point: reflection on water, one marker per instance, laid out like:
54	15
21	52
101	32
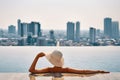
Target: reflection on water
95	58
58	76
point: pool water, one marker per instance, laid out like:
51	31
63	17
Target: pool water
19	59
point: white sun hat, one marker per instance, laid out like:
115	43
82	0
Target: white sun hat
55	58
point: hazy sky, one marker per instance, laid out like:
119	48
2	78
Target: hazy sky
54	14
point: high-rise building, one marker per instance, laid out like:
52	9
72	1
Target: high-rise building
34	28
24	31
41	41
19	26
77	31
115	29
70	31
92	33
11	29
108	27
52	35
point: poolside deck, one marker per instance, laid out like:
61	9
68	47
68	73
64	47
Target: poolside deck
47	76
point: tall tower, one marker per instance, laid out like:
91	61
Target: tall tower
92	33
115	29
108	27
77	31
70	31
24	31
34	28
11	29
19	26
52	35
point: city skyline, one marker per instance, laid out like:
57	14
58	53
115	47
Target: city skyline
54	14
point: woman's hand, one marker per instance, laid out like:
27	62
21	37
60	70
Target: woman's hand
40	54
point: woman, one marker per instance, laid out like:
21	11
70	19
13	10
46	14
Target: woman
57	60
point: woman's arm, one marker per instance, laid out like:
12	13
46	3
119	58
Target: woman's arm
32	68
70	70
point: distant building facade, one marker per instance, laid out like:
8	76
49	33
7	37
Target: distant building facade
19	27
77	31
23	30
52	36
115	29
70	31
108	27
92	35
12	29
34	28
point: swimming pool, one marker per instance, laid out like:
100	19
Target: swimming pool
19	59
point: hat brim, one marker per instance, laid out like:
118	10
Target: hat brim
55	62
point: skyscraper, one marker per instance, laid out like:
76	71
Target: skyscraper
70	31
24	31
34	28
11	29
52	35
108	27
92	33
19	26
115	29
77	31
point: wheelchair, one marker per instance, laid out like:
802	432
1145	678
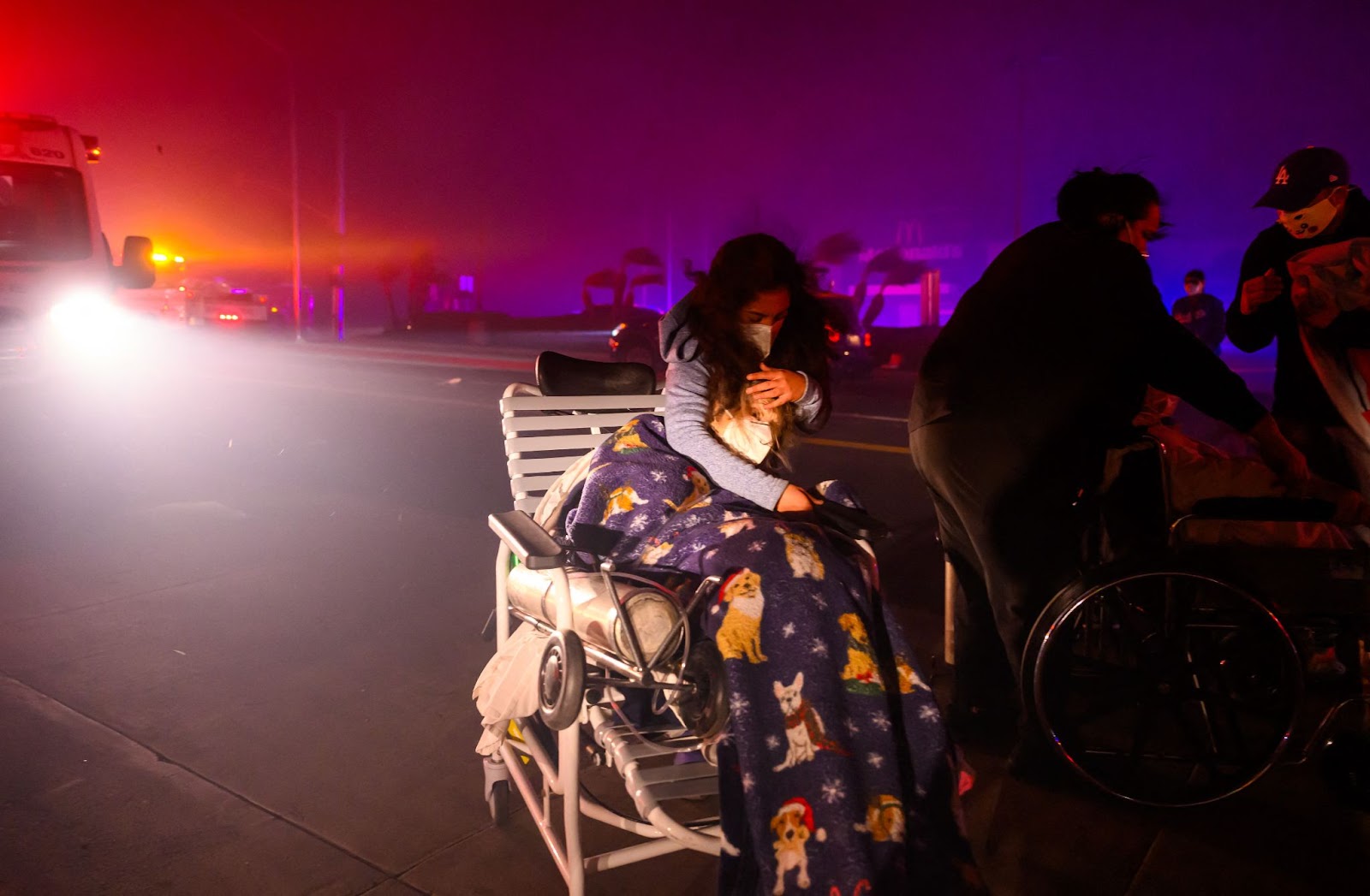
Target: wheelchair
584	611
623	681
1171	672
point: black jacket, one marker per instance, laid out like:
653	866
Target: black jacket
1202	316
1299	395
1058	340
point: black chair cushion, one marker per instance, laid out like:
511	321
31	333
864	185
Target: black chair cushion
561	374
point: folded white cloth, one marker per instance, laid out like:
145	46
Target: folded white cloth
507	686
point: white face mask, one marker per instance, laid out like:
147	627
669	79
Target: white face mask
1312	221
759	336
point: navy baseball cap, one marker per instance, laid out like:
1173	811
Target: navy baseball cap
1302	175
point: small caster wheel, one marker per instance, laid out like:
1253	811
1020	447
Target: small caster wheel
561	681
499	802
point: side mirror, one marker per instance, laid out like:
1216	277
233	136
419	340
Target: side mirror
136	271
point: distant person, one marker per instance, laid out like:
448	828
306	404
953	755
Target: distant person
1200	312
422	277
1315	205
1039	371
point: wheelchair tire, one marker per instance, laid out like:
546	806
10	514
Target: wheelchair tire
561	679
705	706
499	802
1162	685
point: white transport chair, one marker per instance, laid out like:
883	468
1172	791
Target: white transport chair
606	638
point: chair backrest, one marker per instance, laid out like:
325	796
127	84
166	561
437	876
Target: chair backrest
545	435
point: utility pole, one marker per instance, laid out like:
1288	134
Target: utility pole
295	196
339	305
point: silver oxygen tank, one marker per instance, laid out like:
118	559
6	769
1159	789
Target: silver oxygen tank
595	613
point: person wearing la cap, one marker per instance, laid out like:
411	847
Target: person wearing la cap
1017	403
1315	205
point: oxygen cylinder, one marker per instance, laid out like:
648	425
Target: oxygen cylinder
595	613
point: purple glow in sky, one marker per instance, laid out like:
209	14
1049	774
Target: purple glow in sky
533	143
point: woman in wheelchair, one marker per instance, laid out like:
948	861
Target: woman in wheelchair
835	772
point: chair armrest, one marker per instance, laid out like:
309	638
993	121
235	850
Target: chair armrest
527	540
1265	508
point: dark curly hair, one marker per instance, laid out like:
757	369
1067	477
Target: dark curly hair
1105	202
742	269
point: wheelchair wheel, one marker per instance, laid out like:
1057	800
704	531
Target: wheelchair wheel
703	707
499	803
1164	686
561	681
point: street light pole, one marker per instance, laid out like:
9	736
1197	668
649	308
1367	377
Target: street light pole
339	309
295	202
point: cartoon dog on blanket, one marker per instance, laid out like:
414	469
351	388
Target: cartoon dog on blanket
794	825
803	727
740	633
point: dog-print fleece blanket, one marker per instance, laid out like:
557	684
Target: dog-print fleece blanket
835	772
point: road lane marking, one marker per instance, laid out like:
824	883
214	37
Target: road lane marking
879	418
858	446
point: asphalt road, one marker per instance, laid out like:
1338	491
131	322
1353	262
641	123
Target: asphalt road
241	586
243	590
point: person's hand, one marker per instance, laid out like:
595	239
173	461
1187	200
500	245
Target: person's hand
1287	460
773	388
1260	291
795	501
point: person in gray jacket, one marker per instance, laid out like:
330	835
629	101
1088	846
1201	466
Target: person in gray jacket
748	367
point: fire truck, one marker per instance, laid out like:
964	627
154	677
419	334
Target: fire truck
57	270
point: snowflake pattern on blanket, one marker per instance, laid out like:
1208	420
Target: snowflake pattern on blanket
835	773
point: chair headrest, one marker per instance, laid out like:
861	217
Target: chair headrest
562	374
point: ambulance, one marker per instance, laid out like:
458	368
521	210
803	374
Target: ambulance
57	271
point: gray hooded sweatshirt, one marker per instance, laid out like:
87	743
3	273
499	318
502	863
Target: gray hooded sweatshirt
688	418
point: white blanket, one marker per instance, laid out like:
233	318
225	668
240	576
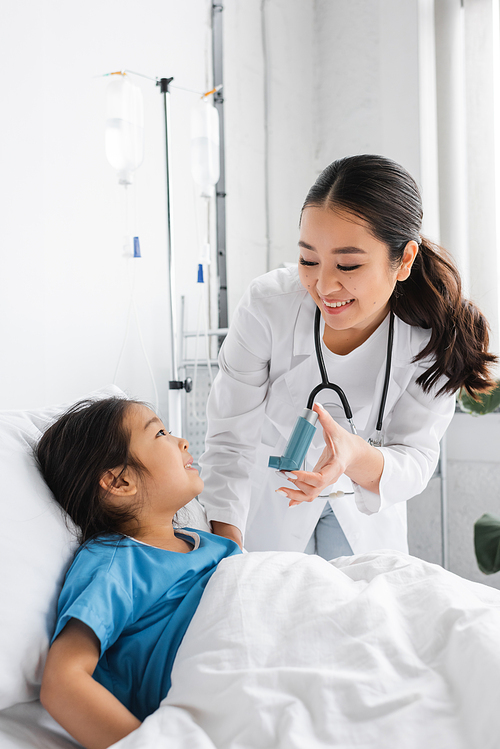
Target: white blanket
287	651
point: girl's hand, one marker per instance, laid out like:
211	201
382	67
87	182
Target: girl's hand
******
## THE PROBLEM
Could you reproduce all of the lines above word for word, omitting the pictures?

## THE ANSWER
point: reflection on water, one marker per instance, laid out like:
54	15
21	52
101	32
Target: reflection on water
95	58
58	76
point: pool water, one marker per instance, laid out like:
51	31
63	17
Target: pool water
19	59
point: white sun hat, one marker per instance, laid out like:
115	43
82	0
Target: white sun hat
55	58
point: hazy sky, one marker per instance, laid out like:
119	48
2	78
Target: hazy sky
54	14
point: high-rise building, one marker per instance, laid out like:
52	9
72	1
Target: high-rise building
34	28
24	31
41	41
19	26
77	31
115	29
70	31
92	33
11	29
108	27
52	35
point: poolside deck, one marker per instance, laid out like:
61	9
68	47
68	73
64	47
Target: poolside deck
47	76
point: tall tower, one marker per instance, laid out like:
91	61
Target: tall tower
92	33
115	29
108	27
77	31
70	31
24	31
34	28
11	29
19	26
52	35
point: city skyline, one marker per instance, laid out like:
57	14
58	53
115	47
Target: city skyline
54	14
point: woman's hand, one marker per instance, laid out like:
27	62
21	37
60	70
Target: woman's hand
40	54
point: woman, one marker per instance, laid out like:
21	11
70	19
13	10
46	14
Target: woman
57	60
point: woman's arm, one marker per instance, laid out like:
12	13
46	3
119	58
Target: woman's arm
32	68
70	70
point: distant building facade, one marker per instance, laid out like:
8	76
49	33
7	37
Target: distant building facade
19	27
77	31
23	30
52	36
115	29
70	31
108	27
92	35
12	29
34	28
point: swimming pool, one marker per instance, laid out like:
100	19
Target: swimming pool
19	59
point: hat brim, one marker per instance, laid out like:
118	10
Target: hat brim
55	62
point: skyscraper, one marker per instance, laid out like:
76	71
Target: skyscraper
70	31
24	31
34	28
11	29
52	35
108	27
92	33
19	26
115	29
77	31
point: wheelchair, one marker per instance, laid out like:
802	432
1145	678
Target: wheelchair
584	611
623	681
1171	672
point: black jacket, one marker per instance, laid out like:
653	866
Target: black jacket
1202	316
1299	395
1058	340
point: black chair cushion, one marker per instance, laid out like:
511	321
31	333
864	185
Target: black chair cushion
561	374
point: folded white cloth, one marker per instance, laid out like:
145	46
Target: folded white cloth
507	686
point: white face mask, one marker per instance, laid out like:
147	627
669	79
Target: white face mask
1312	221
759	336
point: navy baseball cap, one marker per instance, laid out like:
1173	811
Target: navy baseball cap
1302	175
point: small caster wheel, one marker per instance, laid out like:
1253	811
1020	447
Target: small caster wheel
561	681
499	802
point: side mirror, one marker per instance, laid out like:
1216	277
233	136
419	340
Target: side mirror
136	271
point: distant person, one marker per instance, laid out like:
448	828
306	404
953	755
Target: distant person
1200	312
422	277
1315	205
1039	371
point: wheelchair tire, one marker per instance, laid out like:
546	806
10	514
Target: wheelchair tire
561	679
705	706
499	802
1162	685
point: white transport chair, one marker per instance, laid out like:
883	468
1172	791
Target: white transport chair
606	638
point: chair backrest, one marker per instance, laid out like:
325	796
127	84
166	561
437	876
Target: chair backrest
545	435
point: utility pole, one marker per instance, laid out like:
1288	134
Target: utility pole
295	196
339	305
point: silver oxygen tank, one marker per instance, laid out like:
118	559
6	769
1159	789
Target: silver oxygen tank
595	613
point: person wearing la cap, one marker per instance, laid out like:
411	847
Target: person wearing la cap
1017	403
1315	205
point: oxygen cylinder, one marker per instance, laid out like:
648	425
Target: oxygen cylinder
595	613
point: purple glow in sky, one marker per instance, laid out like:
209	14
1049	774
Target: purple glow in sky
533	143
point: woman in wheelchair, one marker per instance, laid out like:
948	861
Target: woman in wheelchair
835	772
point: chair armrest, one marker per instance, laid out like:
309	638
993	121
235	850
Target: chair armrest
527	540
1265	508
point: dark curly hair, one marker per instance, laid out like:
757	369
1067	477
Target: dark curly hair
1105	202
742	269
point: wheelchair wheel, one marker per instance, laid out like:
1057	800
704	531
Target: wheelchair wheel
703	707
499	803
1164	686
561	681
point: street light pole, one marker per instance, laid out like:
9	736
1197	668
649	308
1367	377
Target: street light pole
339	309
295	202
point: cartoon dog on blanket, one marker per instance, laid out like:
414	469
351	388
Target: cartoon dog on blanket
794	825
803	727
740	633
point: dog-print fleece blanket, one marker per instance, laid out like:
557	684
Target: dog-print fleece blanket
835	772
point: road lane marking, one marker per instance, laid out like:
824	883
214	37
Target: road lane marking
879	418
858	446
point: asphalt road, one marker per instance, laid out like:
1338	491
131	322
1353	262
641	123
Target: asphalt road
241	586
243	590
point: person's hand, one marker per instance, laid out like:
595	239
173	461
1187	200
500	245
Target: person's hand
1287	460
773	388
1260	291
795	501
point: person in gray jacket, one marker per instance, laid out like:
330	835
629	101
1088	846
1201	466
Target: person in gray jacket
748	367
point: fire truck, one marker per instance, laid out like:
964	627
154	677
419	334
Target: fire truck
57	270
point: snowflake pattern on blanket, one marker per instance, laid out like:
1208	420
Target: snowflake pattern on blanket
835	773
point: chair headrest, one marker per instance, laid out like:
861	217
Target: chair headrest
562	374
point: ambulance, one marker per instance, laid out like:
458	368
521	210
803	374
Target: ambulance
57	271
point: gray hooded sweatshirt, one marker per instance, laid out like:
87	743
3	273
499	318
502	863
Target: gray hooded sweatshirt
688	418
point: white blanket, one marker per instance, laid out like:
233	318
225	668
240	576
Target: white blanket
287	651
point: girl's hand, one marker per instance, laid out like:
211	201
382	67
87	182
Target: girl's hand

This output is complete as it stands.